=== Texte du document ===
- - -

À l’extérieur de sa région, il ne suscite pas une sympathie extraordinaire. Plusieurs ont chanté sa défaite. Enfin, ce catholique exubérant et intransigeant est désavoué.
Héritage
Mais quoi qu’on pense de Jean Tremblay, sa croisade posait une question centrale, qui ne disparaît pas par enchantement : celle de notre rapport à la religion catholique. En un mot, est-elle au Québec une religion comme une autre ou se trouve-t-elle au cœur de notre héritage? Le catholicisme doit-il avoir le même statut chez nous que l’islam ou le bouddhisme, ou dispose-t-il, à cause de l’histoire, d’un statut particulier?
Cette question, on ne saurait bien y répondre qu’en faisant appel à l’esprit de nuance. On peut convenir assez aisément qu’il n’était pas judicieux de faire une prière avant le conseil. Non pas que la chose était scandaleuse. Elle était probablement inappropriée. Fallait-il pour autant en appeler à effacer les derniers symboles qui nous rattachent à notre héritage catholique, comme s’il s’agissait d’une saleté dont on devait laver nos institutions?
Où s’arrêtera-t-on? Dans un monde sensé, on ferait un compromis. On cesserait la prière sans décrocher le crucifix. Simplement parce que la première représente une foi en acte alors que le second a une valeur patrimoniale qui ne se réduit pas à sa signification religieuse. Pourtant, certains veulent le décrocher de l’Assemblée nationale. Leur argument? Il représenterait la tutelle de Dieu sur notre parlement. Mais croient-ils vraiment Québec soumis au Vatican?
Ensuite, le drapeau?
Certains le vomissent en rappelant qu’il a été installé là par Duplessis, le grand méchant. On peut pourtant n’être aucunement un nostalgique de Duplessis sans agiter son nom, plus de cinquante ans après sa mort, comme un épouvantail. On devine la suite : certains voudront changer le drapeau québécois, un des plus beaux du monde, parce qu’on y trouve une croix. Je ne me fais pas des peurs : cette proposition revient souvent dans la vie publique.
À terme, nous aurons un joli Québec aseptisé, vidé de sa culture, étranger à sa mémoire, hostile à sa religion, mais tout fier d’être si moderne. Ce sera évidemment un Québec triste à mourir. Alors que le grand défi, aujourd’hui, consiste à réconcilier ses héritages. Le Québec devrait cesser de croire que son héritage catholique et son désir de laïcité sont contradictoires alors qu’ils représentent deux facettes également nécessaires de notre identité nationale.
Mais ces débats sont peut-être inutiles. Car la démocratie est de plus en plus une illusion. Nous subissons plus que jamais le gouvernement des juges. Dès qu’une question collective est importante, on la confie à ce dernier, comme s’il était plus qualifié pour les traiter que le gouvernement des élus. Nous nous sommes laissé convaincre que le peuple était trop immature pour trancher. On pensera bien ce qu’on veut, c’est la Cour suprême qui décidera.

- - -

=== Consigne ===
Condensez sous forme de liste le paragraphe du texte sur l'héritage catholique du Québec qui commence par « Où s'arrêtera-t-on? ».

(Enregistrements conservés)
- - -

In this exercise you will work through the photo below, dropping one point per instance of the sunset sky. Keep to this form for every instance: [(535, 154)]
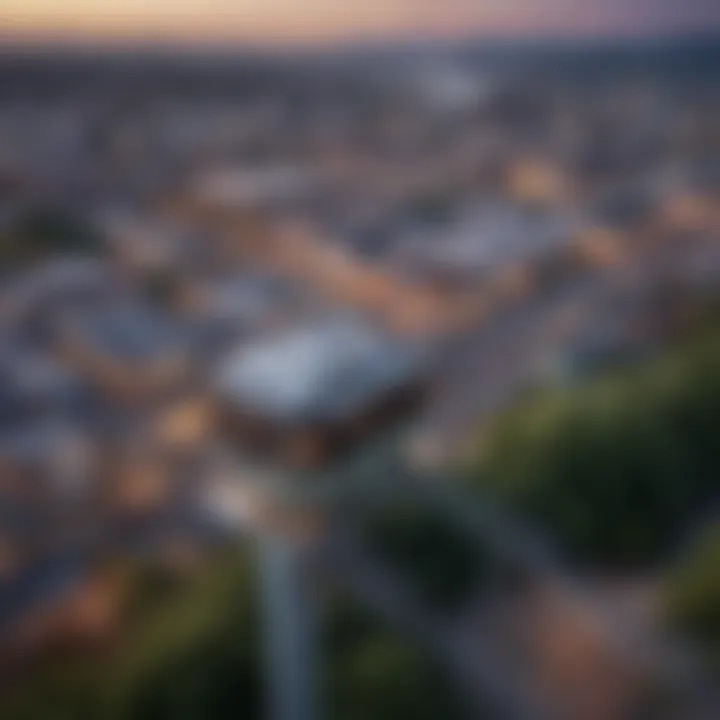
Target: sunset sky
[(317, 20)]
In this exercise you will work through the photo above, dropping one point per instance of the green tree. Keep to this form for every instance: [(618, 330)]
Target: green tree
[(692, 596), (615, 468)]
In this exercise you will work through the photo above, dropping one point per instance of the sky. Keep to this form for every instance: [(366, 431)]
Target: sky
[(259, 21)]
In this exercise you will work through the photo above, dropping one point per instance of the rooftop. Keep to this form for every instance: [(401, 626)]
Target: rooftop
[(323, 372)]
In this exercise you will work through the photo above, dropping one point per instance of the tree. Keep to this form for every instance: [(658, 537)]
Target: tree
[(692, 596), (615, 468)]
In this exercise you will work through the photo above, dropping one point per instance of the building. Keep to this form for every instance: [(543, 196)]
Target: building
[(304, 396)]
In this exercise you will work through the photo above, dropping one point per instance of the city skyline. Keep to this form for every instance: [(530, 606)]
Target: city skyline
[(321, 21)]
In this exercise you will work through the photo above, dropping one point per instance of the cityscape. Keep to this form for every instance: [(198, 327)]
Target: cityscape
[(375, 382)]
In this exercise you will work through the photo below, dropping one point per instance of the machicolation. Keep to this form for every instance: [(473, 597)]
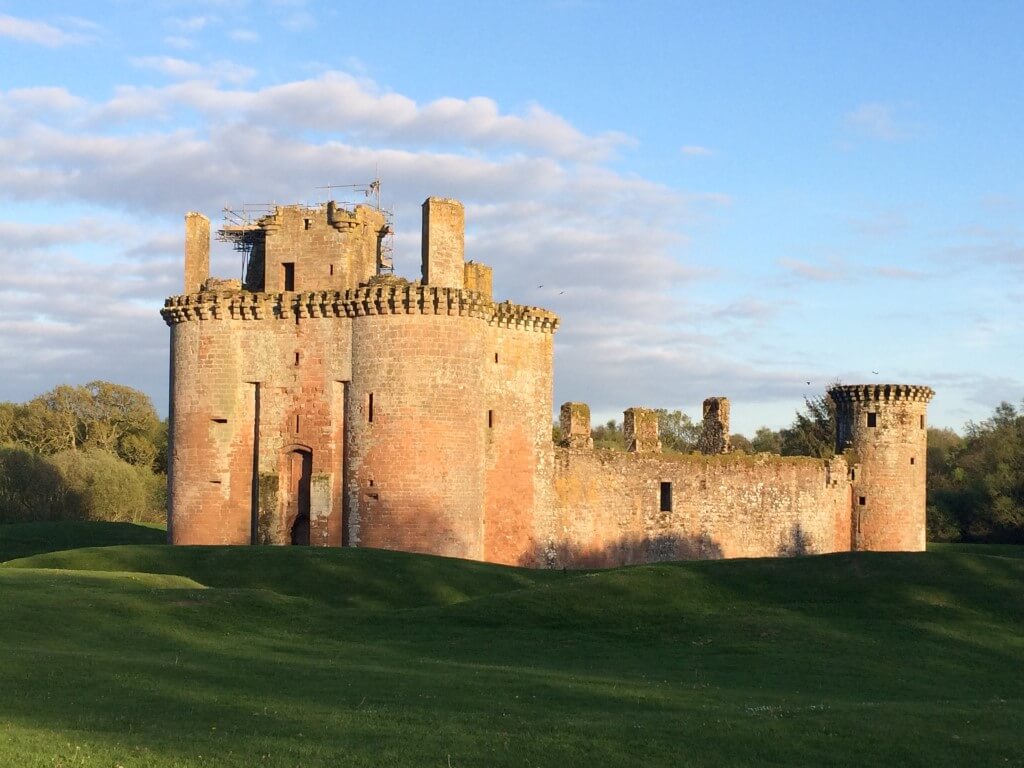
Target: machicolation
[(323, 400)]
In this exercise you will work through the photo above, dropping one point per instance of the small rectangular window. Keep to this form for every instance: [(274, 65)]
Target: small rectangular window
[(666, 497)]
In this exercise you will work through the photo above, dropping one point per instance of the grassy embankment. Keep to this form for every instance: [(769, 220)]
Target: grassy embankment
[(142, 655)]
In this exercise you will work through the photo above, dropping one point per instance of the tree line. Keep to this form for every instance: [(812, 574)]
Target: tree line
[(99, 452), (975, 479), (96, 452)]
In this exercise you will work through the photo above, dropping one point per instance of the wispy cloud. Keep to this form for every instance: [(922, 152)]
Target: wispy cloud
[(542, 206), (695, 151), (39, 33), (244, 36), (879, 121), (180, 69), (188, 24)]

- - -

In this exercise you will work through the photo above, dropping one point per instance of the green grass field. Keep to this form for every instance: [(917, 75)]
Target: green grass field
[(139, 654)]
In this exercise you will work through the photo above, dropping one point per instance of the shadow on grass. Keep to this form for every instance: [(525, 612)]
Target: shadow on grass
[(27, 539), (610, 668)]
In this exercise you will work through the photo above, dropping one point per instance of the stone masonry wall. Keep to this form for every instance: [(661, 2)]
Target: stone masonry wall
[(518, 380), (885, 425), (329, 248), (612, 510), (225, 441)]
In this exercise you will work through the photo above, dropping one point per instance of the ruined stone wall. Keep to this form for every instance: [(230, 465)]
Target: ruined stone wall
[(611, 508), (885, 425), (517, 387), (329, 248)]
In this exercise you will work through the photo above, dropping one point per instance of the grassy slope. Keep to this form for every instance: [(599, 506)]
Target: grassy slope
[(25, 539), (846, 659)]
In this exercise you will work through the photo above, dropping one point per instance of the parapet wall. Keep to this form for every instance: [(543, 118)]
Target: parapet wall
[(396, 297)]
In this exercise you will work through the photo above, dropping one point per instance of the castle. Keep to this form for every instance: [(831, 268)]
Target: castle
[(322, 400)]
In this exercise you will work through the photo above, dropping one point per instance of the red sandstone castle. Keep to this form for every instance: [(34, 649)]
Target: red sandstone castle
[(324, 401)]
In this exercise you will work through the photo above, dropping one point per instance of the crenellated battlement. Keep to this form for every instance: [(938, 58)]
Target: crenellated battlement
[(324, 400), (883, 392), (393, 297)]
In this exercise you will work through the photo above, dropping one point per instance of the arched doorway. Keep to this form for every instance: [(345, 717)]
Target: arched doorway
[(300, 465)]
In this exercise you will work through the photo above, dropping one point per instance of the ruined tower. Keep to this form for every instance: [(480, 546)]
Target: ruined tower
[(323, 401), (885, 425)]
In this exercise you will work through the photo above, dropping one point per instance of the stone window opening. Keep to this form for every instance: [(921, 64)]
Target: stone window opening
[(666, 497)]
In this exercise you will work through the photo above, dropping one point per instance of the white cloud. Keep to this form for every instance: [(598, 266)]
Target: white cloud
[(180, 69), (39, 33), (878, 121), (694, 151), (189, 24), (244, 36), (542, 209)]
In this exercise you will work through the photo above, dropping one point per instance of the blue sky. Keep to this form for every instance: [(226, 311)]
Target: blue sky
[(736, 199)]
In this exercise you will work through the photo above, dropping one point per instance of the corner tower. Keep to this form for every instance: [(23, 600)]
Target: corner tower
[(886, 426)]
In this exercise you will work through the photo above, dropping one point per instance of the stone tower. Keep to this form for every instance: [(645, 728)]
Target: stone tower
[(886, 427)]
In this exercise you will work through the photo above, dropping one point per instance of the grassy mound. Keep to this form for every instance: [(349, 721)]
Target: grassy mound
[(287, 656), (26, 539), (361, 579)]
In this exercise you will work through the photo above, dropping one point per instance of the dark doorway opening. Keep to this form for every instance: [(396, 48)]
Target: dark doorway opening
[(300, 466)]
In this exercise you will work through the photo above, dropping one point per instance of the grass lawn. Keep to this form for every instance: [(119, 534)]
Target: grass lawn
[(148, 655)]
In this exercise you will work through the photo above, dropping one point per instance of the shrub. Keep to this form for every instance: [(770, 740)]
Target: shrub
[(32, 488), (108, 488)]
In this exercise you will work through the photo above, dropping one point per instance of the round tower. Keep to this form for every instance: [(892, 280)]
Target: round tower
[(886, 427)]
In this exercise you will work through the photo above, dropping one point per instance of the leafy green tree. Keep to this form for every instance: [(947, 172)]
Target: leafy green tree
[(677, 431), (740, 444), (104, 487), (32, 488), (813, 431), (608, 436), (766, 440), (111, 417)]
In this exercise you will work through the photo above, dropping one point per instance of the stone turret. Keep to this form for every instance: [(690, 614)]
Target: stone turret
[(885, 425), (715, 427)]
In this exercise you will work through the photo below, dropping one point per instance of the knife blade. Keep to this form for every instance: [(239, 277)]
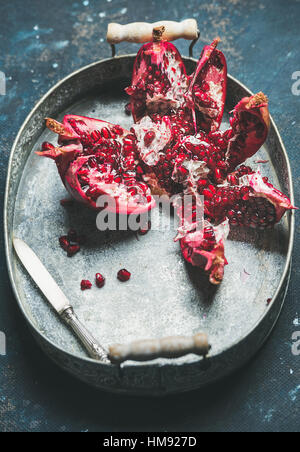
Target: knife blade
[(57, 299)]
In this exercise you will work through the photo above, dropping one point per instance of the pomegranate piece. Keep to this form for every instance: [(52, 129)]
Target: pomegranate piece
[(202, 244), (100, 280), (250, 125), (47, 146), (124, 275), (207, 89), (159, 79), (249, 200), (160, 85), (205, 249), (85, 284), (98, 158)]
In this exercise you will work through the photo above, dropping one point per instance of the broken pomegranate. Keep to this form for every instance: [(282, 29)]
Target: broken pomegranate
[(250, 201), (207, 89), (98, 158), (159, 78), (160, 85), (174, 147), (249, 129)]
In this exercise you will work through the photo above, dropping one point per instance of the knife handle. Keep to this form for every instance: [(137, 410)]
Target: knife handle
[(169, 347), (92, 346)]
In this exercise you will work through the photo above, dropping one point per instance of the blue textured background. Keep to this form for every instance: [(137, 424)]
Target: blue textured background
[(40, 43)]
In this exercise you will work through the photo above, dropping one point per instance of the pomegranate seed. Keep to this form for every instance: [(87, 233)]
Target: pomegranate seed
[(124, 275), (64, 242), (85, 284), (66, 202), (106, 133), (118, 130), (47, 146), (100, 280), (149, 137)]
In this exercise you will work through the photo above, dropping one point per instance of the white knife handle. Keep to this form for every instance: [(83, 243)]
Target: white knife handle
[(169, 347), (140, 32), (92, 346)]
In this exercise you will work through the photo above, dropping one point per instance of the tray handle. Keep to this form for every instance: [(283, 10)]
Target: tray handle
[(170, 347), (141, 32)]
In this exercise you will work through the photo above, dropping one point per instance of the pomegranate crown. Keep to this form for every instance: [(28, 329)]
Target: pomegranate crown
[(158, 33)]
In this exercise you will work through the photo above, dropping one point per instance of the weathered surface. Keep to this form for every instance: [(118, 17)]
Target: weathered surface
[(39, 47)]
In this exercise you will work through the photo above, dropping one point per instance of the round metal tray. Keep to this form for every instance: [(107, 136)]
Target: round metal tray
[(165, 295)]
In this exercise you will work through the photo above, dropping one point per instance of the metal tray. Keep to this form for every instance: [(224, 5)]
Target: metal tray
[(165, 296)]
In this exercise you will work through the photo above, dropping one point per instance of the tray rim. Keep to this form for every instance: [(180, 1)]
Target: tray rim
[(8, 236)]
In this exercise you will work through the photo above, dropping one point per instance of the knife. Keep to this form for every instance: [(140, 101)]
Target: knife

- - -

=== Résultat final ===
- Dans un monde sensé, on ferait un compromis : cesser la prière sans décrocher le crucifix.
- La prière représente une foi en acte, tandis que le crucifix a une valeur patrimoniale qui ne se réduit pas à sa signification religieuse.
- Certains veulent pourtant retirer le crucifix de l'Assemblée nationale, car il représenterait selon eux la tutelle de Dieu sur le parlement.
- Le texte se demande s'ils croient vraiment Québec soumis au Vatican.